--- Given text Enclosed Below ---

New Delhi: The social media tech firm Meta, formerly Facebook, has introduced a number of measures in India to stop women from being exploited on the internet, chief among them being launching the StopNCII.org website for users in the country.
StopNCII.org stands for ‘Stop Non-Consensual Intimate Image Abuse’ and Meta operates the platform with the UK’s Revenge Porn Helpline. The platform, based on a pilot project Meta ran in 2018, is used to stop non-consensual intimate images from being shared on Facebook and Instagram.
The initiatives were launched Thursday.
For the StopNCII.org initiative in India, Meta has partnered with Delhi NGOs Social Media Matters and the Centre for Social Research, and the Mumbai non-profit Red Dot Foundation.
How does StopNCII.org work?
Women in India can now visit the website to prevent the non-consensual spread of their images.
The website has a tool that can be used to generate a hash (a unique random string of alphanumerics) of particular images and videos. StopNCII.org will then share the hash with tech platforms participating in the initiative so that they can detect the content, remove it, and stop it from being shared any further.
There are, however, a few caveats in how effective this initiative can be. For instance, the only tech platforms currently shown as part of the initiative are Meta’s own Facebook and Instagram.
The initiative at present only works for you if one is in the image or video; if one is 18 years or older when the content was recorded; if one still has a copy of the content; and if one is “nude, semi-nude, or engaging in a sexual act in the image/video”.
Other Meta initiatives
Other Meta initiatives include the launch of a ‘Women’s Safety Hub’ in 12 Indian languages — Hindi, Marathi, Punjabi, Gujarati, Tamil, Telugu, Urdu, Bengali, Odia, Assamese, Kannada and Malayalam.
The Safety Hub has information on how women can be safe online and make the best use of social media.
Another initiative announced was the release of a paper commissioned by Meta and conducted by the Bengaluru-based Sattva Consulting titled, ‘Connect, Collaborate and Create: Women and Social Media During the Pandemic’.
The paper found that only 33 per cent of women in India use social media, compared to 67 per cent of men, the disparity exacerbated by reasons such as rural India’s patchy internet connectivity, a lack of device ownership, and poor digital literacy.

--- End of Enclosed Given text ---
--- Extracted information Enclosed Below ---

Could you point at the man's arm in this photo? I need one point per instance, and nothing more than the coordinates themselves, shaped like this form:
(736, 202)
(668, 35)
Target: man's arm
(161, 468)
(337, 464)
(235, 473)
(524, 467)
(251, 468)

--- End of Enclosed Extracted information ---

:: Your goal ::
Reproduce the passage of the article on Meta's online safety measures for women in India, starting at "How does StopNCII.org" and ending at "own Facebook and Instagram.".

:: Answer area ::
How does StopNCII.org work?
Women in India can now visit the website to prevent the non-consensual spread of their images.
The website has a tool that can be used to generate a hash (a unique random string of alphanumerics) of particular images and videos. StopNCII.org will then share the hash with tech platforms participating in the initiative so that they can detect the content, remove it, and stop it from being shared any further.
There are, however, a few caveats in how effective this initiative can be. For instance, the only tech platforms currently shown as part of the initiative are Meta’s own Facebook and Instagram.